READ MORE: BCBS Tackles Outpatient Generic Medication Spending, Access

The report covered spending and utilization across four categories of services: inpatient, outpatient, professional, and prescription drug services.

First, the outpatient category saw the greatest spending increase in 2018 of 5.5 percent. Across all five years of the study, prices and utilization drove healthcare spending on outpatient services up 16 percent.

Most of employers’ outpatient healthcare spending went toward outpatient emergency department visits. The prices for such services rose at a consistent pace year-over-year by 23 percent, while members’ utilization jumped seven percentage points across the five-year time period.

Although outpatient healthcare spending was largely concentrated in emergency department visits, outpatient surgery costs and observation visits also surged. 

Outpatient surgery visits, for example, made up 36 percent of outpatient service visits in 2018 alone. Over the course of five years, surgery prices went up by 19 percent.

————

• _EXERCISE PROMPT_: Update the healthcare spending passage, starting at "READ MORE: BCBS" and ending at "visits also surged.", so that "ED" appears in place of "emergency department". These records have no connection to the text on healthcare spending.

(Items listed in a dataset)

————

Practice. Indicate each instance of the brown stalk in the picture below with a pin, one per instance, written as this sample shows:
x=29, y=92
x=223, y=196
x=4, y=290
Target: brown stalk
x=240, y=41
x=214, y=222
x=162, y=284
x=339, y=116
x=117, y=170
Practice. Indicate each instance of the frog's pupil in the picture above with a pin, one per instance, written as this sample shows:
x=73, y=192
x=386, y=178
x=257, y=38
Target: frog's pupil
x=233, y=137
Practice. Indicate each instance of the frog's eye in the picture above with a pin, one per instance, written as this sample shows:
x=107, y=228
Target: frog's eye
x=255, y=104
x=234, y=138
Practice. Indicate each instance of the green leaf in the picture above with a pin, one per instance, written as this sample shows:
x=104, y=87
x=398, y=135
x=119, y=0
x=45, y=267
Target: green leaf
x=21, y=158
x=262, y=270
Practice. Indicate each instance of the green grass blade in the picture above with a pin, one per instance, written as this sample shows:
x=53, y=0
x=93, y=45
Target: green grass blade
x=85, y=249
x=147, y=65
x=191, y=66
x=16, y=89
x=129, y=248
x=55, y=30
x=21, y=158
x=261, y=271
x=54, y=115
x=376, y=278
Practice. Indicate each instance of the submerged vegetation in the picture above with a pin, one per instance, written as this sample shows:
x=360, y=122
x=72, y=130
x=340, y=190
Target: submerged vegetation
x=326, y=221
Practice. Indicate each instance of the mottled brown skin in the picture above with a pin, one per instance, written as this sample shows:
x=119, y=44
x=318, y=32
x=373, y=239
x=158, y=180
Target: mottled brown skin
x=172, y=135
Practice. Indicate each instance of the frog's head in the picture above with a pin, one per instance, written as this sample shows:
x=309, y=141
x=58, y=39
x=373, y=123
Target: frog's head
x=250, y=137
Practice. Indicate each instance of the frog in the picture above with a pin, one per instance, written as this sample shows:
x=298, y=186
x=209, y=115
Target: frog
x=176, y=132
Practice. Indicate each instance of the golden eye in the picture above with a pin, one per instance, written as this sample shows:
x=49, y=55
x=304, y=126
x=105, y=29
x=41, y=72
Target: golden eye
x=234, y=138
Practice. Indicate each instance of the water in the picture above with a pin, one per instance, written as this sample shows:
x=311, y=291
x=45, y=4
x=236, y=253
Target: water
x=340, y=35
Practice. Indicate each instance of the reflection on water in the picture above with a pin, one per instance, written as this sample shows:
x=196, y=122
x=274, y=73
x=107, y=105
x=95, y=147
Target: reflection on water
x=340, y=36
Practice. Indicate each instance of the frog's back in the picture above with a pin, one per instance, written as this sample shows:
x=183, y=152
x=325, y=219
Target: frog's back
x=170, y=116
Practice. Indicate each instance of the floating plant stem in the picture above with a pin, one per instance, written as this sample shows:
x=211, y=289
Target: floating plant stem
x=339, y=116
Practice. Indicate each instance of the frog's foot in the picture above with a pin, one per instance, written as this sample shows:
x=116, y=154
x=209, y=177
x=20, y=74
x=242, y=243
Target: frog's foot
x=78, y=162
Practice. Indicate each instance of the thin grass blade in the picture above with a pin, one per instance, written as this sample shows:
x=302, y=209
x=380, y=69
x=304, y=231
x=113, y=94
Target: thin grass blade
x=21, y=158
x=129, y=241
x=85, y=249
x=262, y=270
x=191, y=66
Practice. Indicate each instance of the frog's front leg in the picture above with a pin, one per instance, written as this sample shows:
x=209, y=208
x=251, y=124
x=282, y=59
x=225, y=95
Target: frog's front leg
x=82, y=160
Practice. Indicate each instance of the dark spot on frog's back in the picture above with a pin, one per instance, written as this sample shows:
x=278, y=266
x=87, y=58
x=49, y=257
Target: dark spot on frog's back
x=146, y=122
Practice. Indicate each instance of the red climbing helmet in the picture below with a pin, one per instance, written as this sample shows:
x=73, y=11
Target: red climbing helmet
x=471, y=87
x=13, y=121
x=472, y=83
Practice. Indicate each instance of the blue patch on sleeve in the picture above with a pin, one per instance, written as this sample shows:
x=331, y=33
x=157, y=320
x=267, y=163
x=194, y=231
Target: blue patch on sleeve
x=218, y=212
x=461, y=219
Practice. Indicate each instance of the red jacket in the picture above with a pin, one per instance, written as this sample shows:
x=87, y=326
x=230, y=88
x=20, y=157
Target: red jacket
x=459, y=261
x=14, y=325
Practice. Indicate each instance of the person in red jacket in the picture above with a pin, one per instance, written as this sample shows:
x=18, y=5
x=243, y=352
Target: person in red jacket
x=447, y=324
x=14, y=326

————

• _EXERCISE ANSWER_:
READ MORE: BCBS Tackles Outpatient Generic Medication Spending, Access

The report covered spending and utilization across four categories of services: inpatient, outpatient, professional, and prescription drug services.

First, the outpatient category saw the greatest spending increase in 2018 of 5.5 percent. Across all five years of the study, prices and utilization drove healthcare spending on outpatient services up 16 percent.

Most of employers’ outpatient healthcare spending went toward outpatient ED visits. The prices for such services rose at a consistent pace year-over-year by 23 percent, while members’ utilization jumped seven percentage points across the five-year time period.

Although outpatient healthcare spending was largely concentrated in ED visits, outpatient surgery costs and observation visits also surged.